- _Passage provided_:
Cont: Deeper than primes - Continuation 2

[doronshadmi]

If the basis of your proof depends on the existence of a parallel-summation operator, how is it defined mathematically? I can't analyze your proof beyond this point without a meaningful description of a parallel-summation.

There can be finitely or infinitely many operators of all kinds on finitely or infinitely many arranged levels that simply are calculated in one step, called parallel-summation.

Please think about parallel-summation more in terms of synthesis (more like parallel thinking) and less in terms of analysis (less like serial thinking).

 

[Dessi]

Doron,

I'm seriously interested in your opinion: does your parallel-summation operator (however it is defined) give a different result than the ordinary summation operator Σ?

Part of the beauty of mathematics is that many different approaches to a problem can yield the same solution, many different expressions are in fact equivalent. What difference should it make if we add terms together one at a time, or add them up in one operation?

Image location labeling items
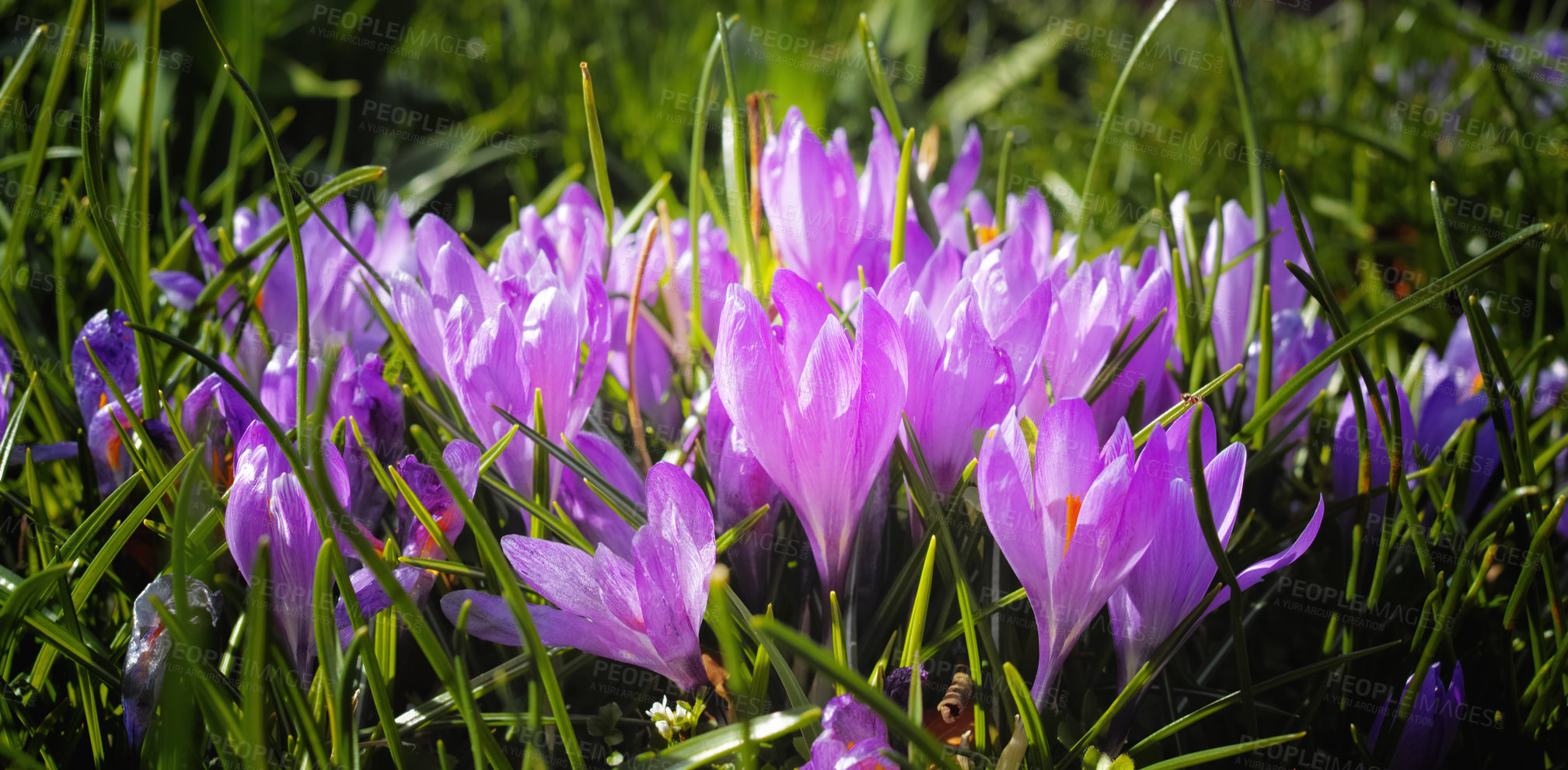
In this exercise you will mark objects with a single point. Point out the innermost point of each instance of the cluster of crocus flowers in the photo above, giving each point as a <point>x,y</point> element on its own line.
<point>1434,720</point>
<point>815,408</point>
<point>643,611</point>
<point>515,333</point>
<point>146,654</point>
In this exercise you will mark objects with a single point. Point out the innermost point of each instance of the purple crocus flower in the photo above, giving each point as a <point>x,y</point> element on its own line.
<point>149,648</point>
<point>1347,458</point>
<point>817,409</point>
<point>336,278</point>
<point>1170,579</point>
<point>595,518</point>
<point>267,500</point>
<point>826,225</point>
<point>1434,720</point>
<point>110,339</point>
<point>852,737</point>
<point>1070,520</point>
<point>1296,343</point>
<point>960,380</point>
<point>499,336</point>
<point>644,611</point>
<point>417,542</point>
<point>1088,311</point>
<point>1452,391</point>
<point>741,485</point>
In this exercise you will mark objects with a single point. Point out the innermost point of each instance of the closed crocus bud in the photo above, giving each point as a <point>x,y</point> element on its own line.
<point>1434,720</point>
<point>644,611</point>
<point>819,409</point>
<point>852,737</point>
<point>149,646</point>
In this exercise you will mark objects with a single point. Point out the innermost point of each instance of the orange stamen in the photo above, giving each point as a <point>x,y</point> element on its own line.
<point>1074,503</point>
<point>112,451</point>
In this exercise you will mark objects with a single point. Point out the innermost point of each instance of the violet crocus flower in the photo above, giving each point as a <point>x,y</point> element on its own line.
<point>1070,520</point>
<point>595,518</point>
<point>825,223</point>
<point>1172,577</point>
<point>498,336</point>
<point>1434,720</point>
<point>267,500</point>
<point>1296,343</point>
<point>960,380</point>
<point>1452,391</point>
<point>644,611</point>
<point>109,337</point>
<point>336,278</point>
<point>852,737</point>
<point>1088,311</point>
<point>741,486</point>
<point>417,542</point>
<point>817,409</point>
<point>1347,457</point>
<point>149,648</point>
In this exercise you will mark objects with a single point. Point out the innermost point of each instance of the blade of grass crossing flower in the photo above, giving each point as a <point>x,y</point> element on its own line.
<point>841,654</point>
<point>1029,714</point>
<point>1111,109</point>
<point>741,531</point>
<point>253,667</point>
<point>900,217</point>
<point>325,510</point>
<point>98,200</point>
<point>328,648</point>
<point>491,552</point>
<point>894,716</point>
<point>101,562</point>
<point>723,625</point>
<point>1001,183</point>
<point>1170,416</point>
<point>601,168</point>
<point>1200,494</point>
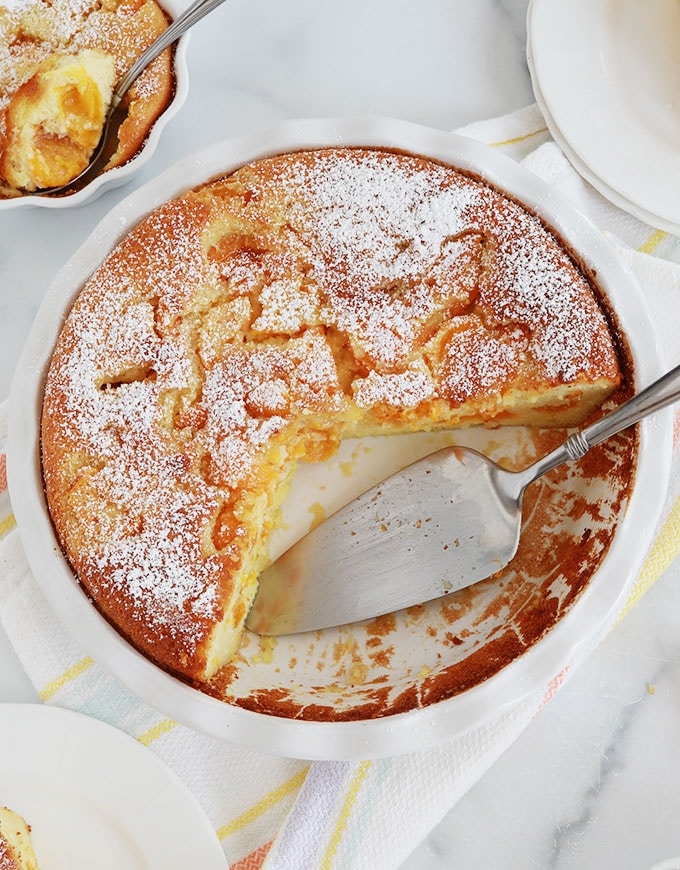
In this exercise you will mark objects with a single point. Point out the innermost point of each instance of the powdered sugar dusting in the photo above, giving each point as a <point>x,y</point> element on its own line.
<point>241,322</point>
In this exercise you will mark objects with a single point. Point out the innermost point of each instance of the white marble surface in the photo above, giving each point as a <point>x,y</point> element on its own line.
<point>594,782</point>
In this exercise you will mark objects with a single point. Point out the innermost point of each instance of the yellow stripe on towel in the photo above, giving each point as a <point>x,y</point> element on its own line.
<point>663,552</point>
<point>157,731</point>
<point>69,674</point>
<point>260,808</point>
<point>341,824</point>
<point>653,242</point>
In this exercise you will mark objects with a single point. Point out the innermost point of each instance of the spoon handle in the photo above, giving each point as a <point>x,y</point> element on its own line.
<point>192,14</point>
<point>656,396</point>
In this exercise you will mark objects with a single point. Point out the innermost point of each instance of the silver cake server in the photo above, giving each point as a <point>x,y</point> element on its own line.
<point>438,525</point>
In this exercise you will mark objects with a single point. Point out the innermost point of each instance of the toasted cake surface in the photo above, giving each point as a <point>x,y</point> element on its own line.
<point>36,33</point>
<point>55,119</point>
<point>258,320</point>
<point>16,849</point>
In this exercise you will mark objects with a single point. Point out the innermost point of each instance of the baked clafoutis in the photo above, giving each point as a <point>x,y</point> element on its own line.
<point>59,62</point>
<point>259,319</point>
<point>16,848</point>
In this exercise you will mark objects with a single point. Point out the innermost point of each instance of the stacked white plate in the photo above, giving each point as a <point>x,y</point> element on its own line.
<point>606,75</point>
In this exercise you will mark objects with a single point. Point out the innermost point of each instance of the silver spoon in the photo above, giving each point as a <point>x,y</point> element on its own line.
<point>117,113</point>
<point>439,525</point>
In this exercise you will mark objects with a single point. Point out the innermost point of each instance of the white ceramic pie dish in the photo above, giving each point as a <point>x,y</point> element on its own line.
<point>355,730</point>
<point>120,175</point>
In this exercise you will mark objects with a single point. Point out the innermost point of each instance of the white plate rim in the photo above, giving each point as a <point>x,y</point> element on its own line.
<point>636,178</point>
<point>399,733</point>
<point>120,175</point>
<point>127,782</point>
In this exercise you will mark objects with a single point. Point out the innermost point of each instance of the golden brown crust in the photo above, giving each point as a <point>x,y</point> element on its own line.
<point>258,320</point>
<point>16,849</point>
<point>32,32</point>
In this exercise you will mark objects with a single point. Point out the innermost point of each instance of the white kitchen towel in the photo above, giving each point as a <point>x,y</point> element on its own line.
<point>283,814</point>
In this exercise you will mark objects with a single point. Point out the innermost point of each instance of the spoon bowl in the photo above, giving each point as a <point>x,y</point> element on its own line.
<point>117,111</point>
<point>443,523</point>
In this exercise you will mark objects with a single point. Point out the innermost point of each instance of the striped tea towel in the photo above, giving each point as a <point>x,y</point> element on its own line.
<point>281,814</point>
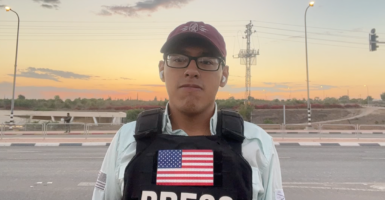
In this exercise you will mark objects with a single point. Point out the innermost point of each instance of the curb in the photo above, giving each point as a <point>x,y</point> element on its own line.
<point>86,144</point>
<point>94,144</point>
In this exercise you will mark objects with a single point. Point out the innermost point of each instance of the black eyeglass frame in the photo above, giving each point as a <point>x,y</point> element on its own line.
<point>222,62</point>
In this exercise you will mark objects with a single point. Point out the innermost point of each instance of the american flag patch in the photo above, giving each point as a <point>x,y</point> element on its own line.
<point>101,181</point>
<point>185,167</point>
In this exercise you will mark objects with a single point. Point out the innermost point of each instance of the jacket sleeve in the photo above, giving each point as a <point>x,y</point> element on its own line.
<point>273,185</point>
<point>107,186</point>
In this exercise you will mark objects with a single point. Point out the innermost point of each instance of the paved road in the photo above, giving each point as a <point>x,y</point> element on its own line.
<point>316,173</point>
<point>275,135</point>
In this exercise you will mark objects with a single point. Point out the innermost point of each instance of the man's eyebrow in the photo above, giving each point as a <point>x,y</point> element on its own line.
<point>182,51</point>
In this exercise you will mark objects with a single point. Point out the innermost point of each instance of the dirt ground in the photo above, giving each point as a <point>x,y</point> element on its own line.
<point>295,116</point>
<point>377,117</point>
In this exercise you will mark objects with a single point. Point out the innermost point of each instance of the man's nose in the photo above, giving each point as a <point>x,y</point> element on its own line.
<point>192,70</point>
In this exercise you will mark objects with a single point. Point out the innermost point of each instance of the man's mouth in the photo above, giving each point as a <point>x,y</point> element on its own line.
<point>191,87</point>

- _Exercise description_: From the parallel-summation forum thread, repeat word for word the passage that begins at the words "Cont: Deeper than" and stops after "like serial thinking).".

- _Output below_:
Cont: Deeper than primes - Continuation 2

[doronshadmi]

If the basis of your proof depends on the existence of a parallel-summation operator, how is it defined mathematically? I can't analyze your proof beyond this point without a meaningful description of a parallel-summation.

There can be finitely or infinitely many operators of all kinds on finitely or infinitely many arranged levels that simply are calculated in one step, called parallel-summation.

Please think about parallel-summation more in terms of synthesis (more like parallel thinking) and less in terms of analysis (less like serial thinking).